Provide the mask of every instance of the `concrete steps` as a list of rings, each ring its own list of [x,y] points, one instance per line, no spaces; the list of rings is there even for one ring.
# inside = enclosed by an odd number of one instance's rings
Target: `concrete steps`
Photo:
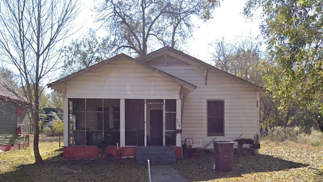
[[[137,162],[146,163],[148,159],[150,163],[153,164],[169,164],[176,162],[175,150],[172,147],[137,147]]]

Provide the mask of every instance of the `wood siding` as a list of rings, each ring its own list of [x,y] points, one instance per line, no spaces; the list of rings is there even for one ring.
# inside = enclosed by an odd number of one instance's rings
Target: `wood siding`
[[[232,141],[242,133],[241,138],[253,139],[258,133],[256,91],[242,82],[212,69],[209,69],[205,85],[205,68],[196,63],[186,61],[192,66],[155,66],[197,86],[184,100],[182,140],[186,138],[201,140],[204,145],[214,137],[217,137],[217,141]],[[224,136],[207,135],[207,100],[224,100]],[[212,147],[212,144],[208,148]]]
[[[29,125],[28,114],[23,109],[21,135],[17,135],[16,108],[20,107],[15,103],[0,101],[0,146],[14,144],[23,144],[24,134],[25,142],[28,143]]]
[[[179,85],[135,62],[118,60],[67,81],[66,97],[177,99]]]

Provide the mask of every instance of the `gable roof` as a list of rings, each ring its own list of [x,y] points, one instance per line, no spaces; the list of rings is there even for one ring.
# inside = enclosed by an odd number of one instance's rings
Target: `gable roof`
[[[249,85],[249,86],[255,88],[258,90],[259,90],[259,91],[261,91],[261,92],[263,92],[263,94],[264,94],[264,91],[263,90],[263,89],[260,86],[257,85],[253,83],[251,83],[249,81],[248,81],[246,80],[244,80],[241,78],[238,77],[235,75],[232,75],[231,73],[229,73],[228,72],[227,72],[225,71],[223,71],[221,69],[220,69],[217,67],[215,67],[210,64],[208,64],[204,62],[203,62],[200,59],[198,59],[195,57],[194,57],[193,56],[191,56],[187,54],[186,54],[184,52],[183,52],[181,51],[175,49],[174,48],[172,48],[171,47],[169,46],[166,46],[164,47],[163,48],[162,48],[159,49],[158,49],[156,51],[154,51],[153,52],[152,52],[146,55],[144,55],[142,57],[140,57],[139,58],[138,58],[138,60],[143,62],[148,62],[149,60],[150,60],[151,59],[154,58],[155,57],[156,57],[157,56],[158,56],[158,55],[159,55],[160,54],[164,53],[164,52],[166,52],[167,51],[170,51],[172,52],[173,53],[174,53],[175,54],[177,54],[178,55],[179,55],[181,56],[183,56],[184,57],[186,57],[188,59],[189,59],[190,60],[192,60],[192,61],[199,64],[200,65],[202,66],[202,67],[205,67],[205,68],[209,68],[209,69],[211,69],[212,70],[216,70],[218,72],[219,72],[220,73],[222,73],[224,74],[225,74],[226,75],[227,75],[228,77],[230,77],[231,78],[232,78],[233,79],[237,80],[239,82],[242,82],[244,84],[246,84],[248,85]]]
[[[5,100],[26,103],[25,98],[16,90],[4,77],[0,75],[0,98]]]
[[[133,62],[135,62],[136,63],[144,66],[144,67],[148,69],[149,69],[152,71],[153,71],[155,73],[156,73],[157,74],[160,74],[162,75],[163,75],[164,76],[170,78],[176,82],[178,82],[179,83],[180,83],[181,85],[182,85],[185,88],[188,89],[192,91],[193,90],[195,90],[196,89],[197,87],[195,85],[194,85],[193,84],[192,84],[190,83],[189,83],[185,80],[182,80],[179,78],[177,78],[176,77],[175,77],[169,73],[167,73],[163,71],[162,71],[159,69],[158,69],[155,67],[152,67],[151,66],[148,65],[147,64],[145,64],[145,63],[138,60],[137,59],[136,59],[133,57],[131,57],[128,55],[127,55],[124,53],[121,53],[120,54],[119,54],[117,56],[115,56],[114,57],[111,57],[110,58],[109,58],[107,59],[103,60],[100,63],[98,63],[95,65],[92,65],[90,67],[89,67],[87,68],[85,68],[83,70],[80,70],[77,72],[74,73],[71,75],[70,75],[69,76],[67,76],[64,78],[63,78],[61,79],[59,79],[58,80],[57,80],[55,82],[53,82],[52,83],[50,83],[48,84],[47,85],[47,86],[48,88],[52,88],[55,85],[58,85],[58,84],[60,84],[62,83],[64,83],[65,82],[73,78],[75,78],[76,77],[77,77],[78,76],[81,75],[83,74],[84,74],[85,73],[88,72],[91,70],[92,70],[93,69],[95,69],[95,68],[99,68],[103,65],[106,65],[106,64],[109,64],[109,63],[115,61],[115,60],[119,60],[121,58],[126,58],[127,60],[131,60],[131,61],[133,61]]]

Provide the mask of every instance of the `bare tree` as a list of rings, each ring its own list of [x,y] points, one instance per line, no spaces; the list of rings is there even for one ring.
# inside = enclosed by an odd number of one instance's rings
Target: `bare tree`
[[[0,3],[0,51],[3,61],[12,65],[20,75],[33,124],[35,164],[43,163],[38,148],[39,97],[43,91],[39,85],[57,69],[60,58],[57,46],[69,35],[78,7],[77,1],[72,0]]]
[[[115,53],[143,56],[158,45],[185,43],[192,35],[192,18],[210,18],[220,0],[106,0],[99,5],[98,21],[106,28]]]
[[[97,37],[89,29],[82,38],[73,40],[62,50],[64,65],[61,77],[77,72],[107,58],[110,55],[110,45],[106,40]]]

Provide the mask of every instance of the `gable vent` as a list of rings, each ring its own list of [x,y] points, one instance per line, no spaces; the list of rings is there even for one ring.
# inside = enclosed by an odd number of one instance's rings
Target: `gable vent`
[[[156,57],[154,57],[145,63],[146,64],[151,66],[182,66],[191,65],[183,60],[175,57],[167,53],[163,54]]]

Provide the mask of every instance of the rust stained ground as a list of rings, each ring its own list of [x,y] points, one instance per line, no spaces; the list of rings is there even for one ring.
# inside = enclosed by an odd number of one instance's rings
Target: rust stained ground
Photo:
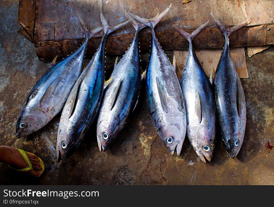
[[[40,178],[33,178],[0,163],[0,184],[274,185],[274,150],[266,147],[269,141],[274,145],[274,46],[247,58],[249,78],[242,80],[247,108],[246,129],[235,159],[229,157],[220,139],[212,162],[207,164],[187,139],[181,155],[172,156],[153,126],[143,85],[128,124],[109,149],[99,151],[93,126],[72,157],[57,163],[55,147],[60,114],[27,138],[17,139],[14,135],[26,96],[50,64],[39,61],[34,45],[17,33],[16,1],[0,0],[0,145],[36,153],[44,160],[46,170]],[[172,54],[168,52],[169,56]],[[145,65],[147,54],[142,58]],[[108,58],[108,69],[115,59]]]

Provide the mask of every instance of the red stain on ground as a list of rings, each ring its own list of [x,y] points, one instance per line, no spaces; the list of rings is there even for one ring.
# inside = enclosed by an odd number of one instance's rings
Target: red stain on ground
[[[273,147],[274,147],[272,145],[271,145],[269,143],[269,140],[267,141],[267,143],[266,144],[266,147],[269,150],[272,149],[272,148],[273,148]]]

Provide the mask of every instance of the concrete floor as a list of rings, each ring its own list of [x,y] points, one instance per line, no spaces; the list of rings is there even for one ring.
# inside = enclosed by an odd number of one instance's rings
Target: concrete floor
[[[55,147],[60,115],[27,138],[15,138],[22,105],[50,63],[39,61],[34,45],[17,33],[17,1],[0,0],[0,145],[35,153],[46,166],[41,177],[34,178],[0,164],[0,184],[274,185],[274,149],[267,144],[269,141],[274,145],[274,47],[247,58],[249,78],[242,80],[247,108],[246,129],[235,159],[229,158],[220,139],[211,162],[206,164],[187,139],[181,156],[172,156],[153,125],[143,87],[128,124],[110,149],[99,151],[93,127],[77,151],[65,162],[57,163]],[[109,59],[109,67],[114,59]]]

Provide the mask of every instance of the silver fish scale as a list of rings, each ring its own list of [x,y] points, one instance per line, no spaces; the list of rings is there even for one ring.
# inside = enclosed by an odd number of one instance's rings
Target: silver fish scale
[[[99,112],[97,137],[99,150],[104,151],[125,124],[137,100],[141,83],[137,31],[127,51],[115,66],[112,82],[106,89]],[[103,138],[106,133],[109,138]]]
[[[184,139],[186,117],[183,98],[175,69],[155,36],[146,80],[147,98],[150,115],[162,141],[173,154],[180,154]],[[169,137],[172,143],[167,142]]]
[[[81,74],[88,38],[75,52],[50,68],[33,87],[19,116],[17,136],[40,129],[62,109]],[[26,126],[21,129],[21,123]]]
[[[226,36],[216,70],[215,91],[222,140],[228,154],[234,158],[243,141],[246,106],[243,86],[231,59],[229,42]]]
[[[205,162],[205,158],[210,161],[215,140],[215,96],[191,41],[181,82],[186,104],[187,135],[201,159]],[[205,146],[209,148],[209,151],[203,148]]]

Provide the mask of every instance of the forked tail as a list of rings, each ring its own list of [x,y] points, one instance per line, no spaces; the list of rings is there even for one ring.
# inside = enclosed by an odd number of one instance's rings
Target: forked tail
[[[216,19],[214,17],[212,13],[210,13],[210,14],[211,14],[212,17],[213,18],[213,19],[214,19],[215,24],[217,25],[218,28],[219,28],[219,29],[220,30],[220,31],[222,32],[223,35],[225,37],[227,35],[228,37],[229,37],[230,35],[234,31],[237,31],[240,28],[241,28],[244,26],[247,23],[248,21],[248,19],[246,21],[245,21],[241,23],[240,23],[237,25],[235,25],[231,28],[226,28],[224,26],[224,25],[219,20]]]
[[[112,27],[111,26],[108,24],[106,20],[106,18],[102,12],[101,12],[100,17],[101,22],[102,22],[102,25],[103,26],[103,27],[104,28],[104,31],[105,32],[105,35],[107,35],[111,33],[114,31],[120,28],[120,27],[122,27],[124,25],[125,25],[130,21],[130,20],[128,20],[124,22],[119,24],[118,25]]]
[[[133,14],[130,13],[129,12],[129,13],[130,15],[138,21],[139,21],[148,26],[149,27],[152,27],[153,28],[154,28],[155,26],[156,26],[156,25],[161,21],[161,20],[168,13],[168,12],[169,10],[171,7],[171,3],[169,6],[161,14],[159,14],[159,13],[158,13],[155,16],[151,19],[142,18],[137,15]]]
[[[207,21],[204,24],[202,25],[199,26],[198,28],[194,30],[191,34],[186,32],[184,30],[178,28],[178,27],[175,27],[175,29],[177,30],[178,32],[182,35],[188,41],[190,42],[191,42],[196,36],[198,35],[203,30],[204,30],[206,27],[208,23],[209,22],[209,20]]]
[[[102,26],[98,26],[92,30],[90,29],[80,16],[78,13],[78,11],[77,11],[77,15],[78,15],[78,19],[79,19],[79,21],[80,21],[81,26],[82,26],[82,28],[85,32],[85,35],[86,35],[86,38],[87,37],[88,39],[92,37],[103,30],[103,27]]]
[[[130,16],[126,11],[125,11],[124,13],[125,15],[126,18],[128,18],[128,19],[130,21],[130,23],[132,25],[132,26],[136,31],[140,30],[146,26],[146,25],[145,25],[143,24],[140,22],[137,22],[135,21],[135,20],[132,16]]]

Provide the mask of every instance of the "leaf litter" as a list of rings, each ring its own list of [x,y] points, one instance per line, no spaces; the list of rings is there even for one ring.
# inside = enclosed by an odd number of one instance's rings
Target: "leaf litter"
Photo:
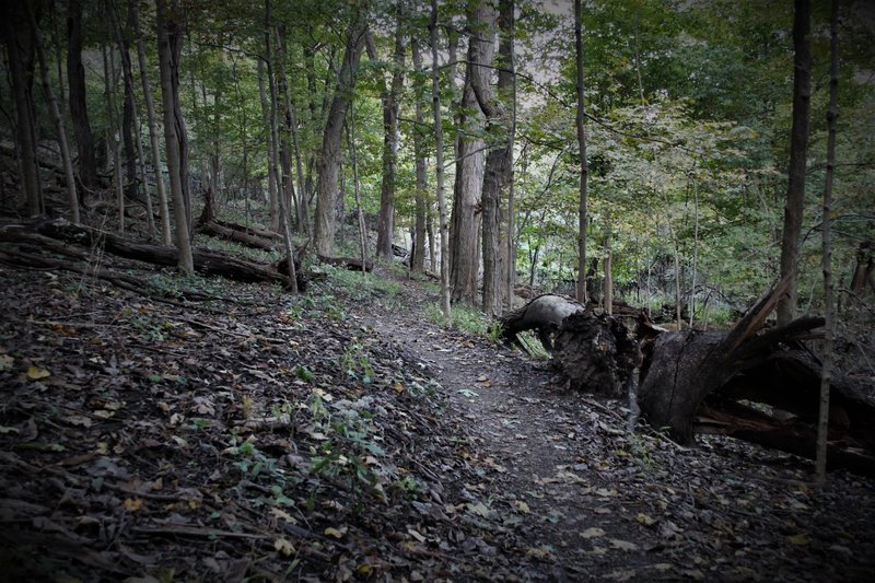
[[[820,581],[875,568],[872,480],[839,473],[817,491],[793,456],[630,435],[620,404],[429,324],[435,298],[399,283],[400,299],[336,293],[325,310],[270,287],[164,302],[0,268],[4,576]]]

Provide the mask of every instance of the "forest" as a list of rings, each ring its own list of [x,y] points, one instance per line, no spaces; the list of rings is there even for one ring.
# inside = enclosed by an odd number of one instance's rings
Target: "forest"
[[[8,572],[872,568],[871,2],[0,16]]]

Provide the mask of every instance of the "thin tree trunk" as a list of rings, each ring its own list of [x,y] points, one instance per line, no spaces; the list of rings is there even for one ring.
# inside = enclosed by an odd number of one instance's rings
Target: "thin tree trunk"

┄┄┄┄┄┄

— INSTRUÇÕES A SEGUIR —
Formate como lista numerada o trecho das linhas que vai da que contém "Provide the mask of every instance of the concrete" até a que contém "Target: concrete floor", ambas incluídas, deixando de fora as linhas em branco.

— EM RESPOSTA —
1. Provide the mask of every instance of the concrete floor as a list of rings, each ring its own list of [x,y] points, one instance per line, no spaces; the list of rings is there even for one ring.
2. # inside = enclosed by an odd number of one instance's rings
3. Target: concrete floor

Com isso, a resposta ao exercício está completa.